Nicole [00:07:31] That is sweet. What a beautiful, neighborly thing. Clyde has a new friend in the neighborhood. There’s a nice man who’s got this big, I think, standard poodle or Goldendoodle, who’s so friendly. And he walks him off the leash because he’s very well behaved. And the first time Clyde saw him, he was like, “Grrr!”. And I was like, “He’s very friendly.” And we’re in the cul-de-sac, so I was like, “I’m just going to let him off the leash because he just wants to play, and he loves a bigger dog.” And the guy was like, “Oh, of course.” And then they played, and it was so cute. So sometimes on our night walks, we’ll see him, and I’ll just let him right off the leash. And they’ll just, like, tussle for a little bit. And then the bigger dog’s a little older, so he’ll be like, “Now, now. That’s enough, little one.”
Sasheer [00:08:14] “Let me go home.”
Nicole [00:08:15] Look at us. Making friends with neighbors!
Sasheer [00:08:19] Oh my God!
Nicole [00:08:20] Oh my God!
Sasheer [00:08:21] There was a neighbor, like, down near my yard. And I saw them once–when I first moved in–and then thought I would see them more often. Never saw them for, like, a year. And then I was pulling into my garage, and I saw their cars in the driveway. And I was like, “They’re home!” And so, I rushed over and, like, rang the doorbell. And I was like. “Hi! I’m Sasheer. I’m next door. I haven’t seen you in a year. I thought I would, but I haven’t. Just, you know, let you know I’m here!” I don’t know. I don’t know. I didn’t want to be like, “Let’s be friends.” But I was like, “Just so we know each other.” And they’re like, “Oh, that’s so nice. We’re moving.” They were, like, literally moving out that week. I was like, “Oh… Okay.”
Nicole [00:09:12] That’s so funny. “Actually, we knew this day would come that you would come over. We’re going to get out of here.”
Sasheer [00:09:18] “Now. It’s time to leave. You’ve caught us. We don’t like it.”
Nicole [00:09:23] Wait, is the house for sale?
Sasheer [00:09:24] No, I think they’re renting it out, so I think someone’s renting it right now. I haven’t even bothered to introduce myself because they’re renting.
Nicole [00:09:32] Oh, I’m sorry. And you don’t want any fleeting friends.
Sasheer [00:09:35] No. My heart can’t take it.
Nicole [00:09:36] Imagine I bought the house next door to you.
Sasheer [00:09:39] That would be fun.
Nicole [00:09:40] You think?
Sasheer [00:09:40] Yeah.
Nicole [00:09:41] I think it’d be fun, too. “Hi, friend and now neighbor. What are you doing? Can I come over? Wait, are you going out? Where are you going? Why are you leaving? You got everything right here. Me.”
Sasheer [00:09:59] “Stay with me!” I mean, the only time I’m going out is with you, so you know where I’d be going.
Nicole [00:10:09] Yes. Thank you. I like that. Good answer. Good answer! Shit. I had a thought, and it left.
Sasheer [00:10:19] Dang.
Nicole [00:10:25] I simply can’t remember what I was going to say to you.

» **Set exercise A**: State whether each statement agrees with the transcript, answering yes or no and quoting the words that decide it: (i) The man with the big dog walks it off the leash because it is well behaved. (ii) Sasheer's neighbors were moving out the same week she introduced herself. (iii) Sasheer has introduced herself to the people now renting the house next door.
» **Set exercise B**: Reproduce word for word the passage of the transcript starting at "Nicole [00:09:32] Oh, I’m" and ending at "Sasheer [00:10:19] Dang.".
Rely on the transcript alone.

Object location annotation data
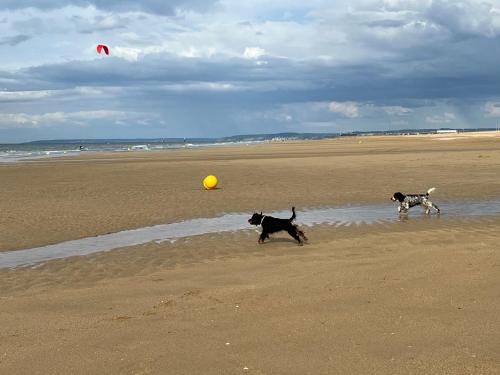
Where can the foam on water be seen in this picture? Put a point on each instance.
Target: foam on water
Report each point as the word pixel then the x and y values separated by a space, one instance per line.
pixel 337 216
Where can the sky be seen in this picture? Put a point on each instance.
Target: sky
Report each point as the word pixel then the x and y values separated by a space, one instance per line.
pixel 211 68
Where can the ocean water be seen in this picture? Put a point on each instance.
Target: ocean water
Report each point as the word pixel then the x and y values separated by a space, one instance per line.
pixel 231 222
pixel 28 151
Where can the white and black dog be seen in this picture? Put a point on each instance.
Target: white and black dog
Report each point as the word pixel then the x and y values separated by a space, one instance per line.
pixel 271 224
pixel 410 200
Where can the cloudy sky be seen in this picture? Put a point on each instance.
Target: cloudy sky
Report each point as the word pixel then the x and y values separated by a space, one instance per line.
pixel 201 68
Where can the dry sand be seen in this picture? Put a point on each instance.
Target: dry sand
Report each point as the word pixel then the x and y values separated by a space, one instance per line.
pixel 414 297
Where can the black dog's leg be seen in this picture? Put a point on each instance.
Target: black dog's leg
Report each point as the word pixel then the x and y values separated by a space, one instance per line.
pixel 293 232
pixel 263 237
pixel 301 234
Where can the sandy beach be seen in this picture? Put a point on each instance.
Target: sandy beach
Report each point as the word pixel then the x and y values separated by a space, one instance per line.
pixel 418 296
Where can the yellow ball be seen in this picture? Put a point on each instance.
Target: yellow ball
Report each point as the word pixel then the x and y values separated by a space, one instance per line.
pixel 210 182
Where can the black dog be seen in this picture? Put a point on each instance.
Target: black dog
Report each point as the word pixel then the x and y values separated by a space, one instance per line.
pixel 410 200
pixel 272 225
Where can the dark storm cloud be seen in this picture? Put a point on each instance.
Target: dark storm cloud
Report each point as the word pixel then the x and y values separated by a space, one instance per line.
pixel 166 7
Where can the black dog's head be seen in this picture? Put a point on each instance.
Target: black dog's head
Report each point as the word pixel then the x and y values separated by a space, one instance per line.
pixel 256 219
pixel 398 197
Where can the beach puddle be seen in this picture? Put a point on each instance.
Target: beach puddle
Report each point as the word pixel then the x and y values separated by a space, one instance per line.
pixel 337 216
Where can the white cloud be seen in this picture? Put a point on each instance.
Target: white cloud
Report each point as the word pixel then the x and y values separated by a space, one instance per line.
pixel 129 54
pixel 441 119
pixel 253 52
pixel 397 110
pixel 492 109
pixel 348 109
pixel 10 96
pixel 24 120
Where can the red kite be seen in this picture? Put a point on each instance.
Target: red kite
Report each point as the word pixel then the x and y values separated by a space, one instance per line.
pixel 101 47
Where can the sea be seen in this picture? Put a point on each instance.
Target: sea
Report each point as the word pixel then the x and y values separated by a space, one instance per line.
pixel 14 152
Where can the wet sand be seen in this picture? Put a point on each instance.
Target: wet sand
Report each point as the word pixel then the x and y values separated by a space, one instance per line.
pixel 418 296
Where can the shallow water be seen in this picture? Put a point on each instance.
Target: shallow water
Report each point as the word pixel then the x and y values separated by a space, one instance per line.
pixel 337 216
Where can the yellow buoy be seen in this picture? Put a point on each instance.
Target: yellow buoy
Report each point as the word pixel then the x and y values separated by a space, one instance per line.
pixel 210 182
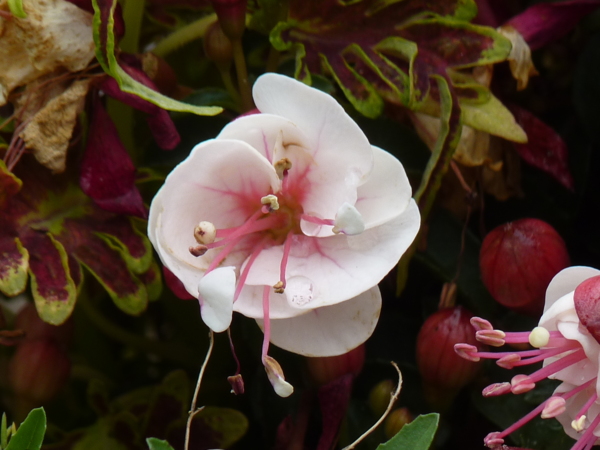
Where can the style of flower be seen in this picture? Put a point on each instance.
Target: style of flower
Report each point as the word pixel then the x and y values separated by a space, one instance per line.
pixel 567 341
pixel 289 217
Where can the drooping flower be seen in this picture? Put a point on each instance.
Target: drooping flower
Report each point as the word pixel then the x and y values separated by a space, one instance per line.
pixel 289 217
pixel 567 341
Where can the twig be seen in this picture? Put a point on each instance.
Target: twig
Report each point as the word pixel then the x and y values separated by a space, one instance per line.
pixel 393 399
pixel 193 409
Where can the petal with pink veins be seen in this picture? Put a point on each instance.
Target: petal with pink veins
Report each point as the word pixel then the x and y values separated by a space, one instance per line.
pixel 330 330
pixel 342 156
pixel 222 182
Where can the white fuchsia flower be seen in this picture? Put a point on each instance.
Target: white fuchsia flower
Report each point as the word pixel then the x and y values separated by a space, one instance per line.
pixel 567 341
pixel 289 217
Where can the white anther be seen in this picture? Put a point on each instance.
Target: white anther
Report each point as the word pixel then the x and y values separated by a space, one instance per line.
pixel 205 233
pixel 579 424
pixel 348 220
pixel 271 201
pixel 539 337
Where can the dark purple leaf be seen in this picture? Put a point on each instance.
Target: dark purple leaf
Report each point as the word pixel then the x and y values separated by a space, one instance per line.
pixel 107 172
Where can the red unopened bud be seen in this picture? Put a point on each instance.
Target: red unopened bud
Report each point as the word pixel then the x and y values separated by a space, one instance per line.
pixel 323 370
pixel 443 371
pixel 217 46
pixel 38 370
pixel 380 395
pixel 232 16
pixel 518 260
pixel 396 420
pixel 35 328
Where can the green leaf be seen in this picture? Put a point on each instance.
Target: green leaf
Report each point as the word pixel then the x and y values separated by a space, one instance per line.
pixel 416 435
pixel 157 444
pixel 16 8
pixel 30 434
pixel 105 53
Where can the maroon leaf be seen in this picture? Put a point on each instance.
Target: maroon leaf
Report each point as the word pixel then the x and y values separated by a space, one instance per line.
pixel 333 399
pixel 107 172
pixel 545 149
pixel 546 22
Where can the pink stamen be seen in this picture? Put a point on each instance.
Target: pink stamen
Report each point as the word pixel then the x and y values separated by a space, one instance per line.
pixel 496 389
pixel 287 246
pixel 313 219
pixel 587 406
pixel 266 322
pixel 244 274
pixel 481 324
pixel 587 437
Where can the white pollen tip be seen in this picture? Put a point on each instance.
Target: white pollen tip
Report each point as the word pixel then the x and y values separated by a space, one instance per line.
pixel 579 424
pixel 271 201
pixel 539 337
pixel 348 220
pixel 205 233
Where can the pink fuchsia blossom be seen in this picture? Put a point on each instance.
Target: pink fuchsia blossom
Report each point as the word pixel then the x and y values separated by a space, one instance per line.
pixel 289 217
pixel 566 340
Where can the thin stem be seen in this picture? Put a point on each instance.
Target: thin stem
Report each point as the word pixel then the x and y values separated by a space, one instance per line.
pixel 184 35
pixel 193 409
pixel 239 60
pixel 393 399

» **Full answer A**:
(i) Yes: "And he walks him off the leash because he’s very well behaved."
(ii) Yes: "They were, like, literally moving out that week."
(iii) No: "I haven’t even bothered to introduce myself because they’re renting."

» **Full answer B**:
Nicole [00:09:32] Oh, I’m sorry. And you don’t want any fleeting friends.
Sasheer [00:09:35] No. My heart can’t take it.
Nicole [00:09:36] Imagine I bought the house next door to you.
Sasheer [00:09:39] That would be fun.
Nicole [00:09:40] You think?
Sasheer [00:09:40] Yeah.
Nicole [00:09:41] I think it’d be fun, too. “Hi, friend and now neighbor. What are you doing? Can I come over? Wait, are you going out? Where are you going? Why are you leaving? You got everything right here. Me.”
Sasheer [00:09:59] “Stay with me!” I mean, the only time I’m going out is with you, so you know where I’d be going.
Nicole [00:10:09] Yes. Thank you. I like that. Good answer. Good answer! Shit. I had a thought, and it left.
Sasheer [00:10:19] Dang.